▶ EXERCISE
Select the lines below containing the word "black".
════════════════
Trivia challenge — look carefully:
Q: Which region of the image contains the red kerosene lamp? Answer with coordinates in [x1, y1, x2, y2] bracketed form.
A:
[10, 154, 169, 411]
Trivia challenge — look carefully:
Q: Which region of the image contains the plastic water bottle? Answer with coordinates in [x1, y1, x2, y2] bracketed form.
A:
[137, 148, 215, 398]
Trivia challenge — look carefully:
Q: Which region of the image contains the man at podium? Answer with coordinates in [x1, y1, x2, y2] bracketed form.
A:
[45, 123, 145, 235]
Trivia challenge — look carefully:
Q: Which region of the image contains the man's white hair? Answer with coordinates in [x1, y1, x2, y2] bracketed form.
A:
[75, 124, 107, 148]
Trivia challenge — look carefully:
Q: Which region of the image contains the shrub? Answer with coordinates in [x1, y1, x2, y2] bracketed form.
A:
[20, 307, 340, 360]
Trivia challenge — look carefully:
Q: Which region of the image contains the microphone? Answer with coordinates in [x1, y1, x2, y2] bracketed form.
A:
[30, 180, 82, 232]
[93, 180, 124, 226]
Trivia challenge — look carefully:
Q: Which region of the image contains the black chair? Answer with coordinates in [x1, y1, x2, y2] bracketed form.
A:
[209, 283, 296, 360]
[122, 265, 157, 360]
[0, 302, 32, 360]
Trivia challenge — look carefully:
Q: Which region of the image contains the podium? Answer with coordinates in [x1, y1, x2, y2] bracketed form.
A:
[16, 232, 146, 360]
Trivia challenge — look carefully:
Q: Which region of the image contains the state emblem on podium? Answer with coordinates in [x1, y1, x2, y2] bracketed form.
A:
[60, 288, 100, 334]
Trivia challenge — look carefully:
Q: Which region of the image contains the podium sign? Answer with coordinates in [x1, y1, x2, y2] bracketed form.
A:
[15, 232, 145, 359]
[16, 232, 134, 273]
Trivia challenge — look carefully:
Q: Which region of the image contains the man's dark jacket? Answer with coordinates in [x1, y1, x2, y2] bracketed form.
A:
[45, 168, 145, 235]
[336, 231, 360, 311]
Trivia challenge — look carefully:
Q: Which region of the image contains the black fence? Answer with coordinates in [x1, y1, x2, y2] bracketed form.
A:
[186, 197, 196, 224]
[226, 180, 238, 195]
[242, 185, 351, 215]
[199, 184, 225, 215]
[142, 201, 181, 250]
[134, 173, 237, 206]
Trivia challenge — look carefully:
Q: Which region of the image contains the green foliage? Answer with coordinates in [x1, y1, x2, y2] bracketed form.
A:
════════════════
▶ SOLUTION FOR THIS TASK
Q: Which region of the image contains the black chair? Answer with coordinates in [x1, y1, x2, y2] bracketed form.
Q: Which region of the image contains the black fence? Answer with coordinates in [x1, y1, x2, y2] bracketed form.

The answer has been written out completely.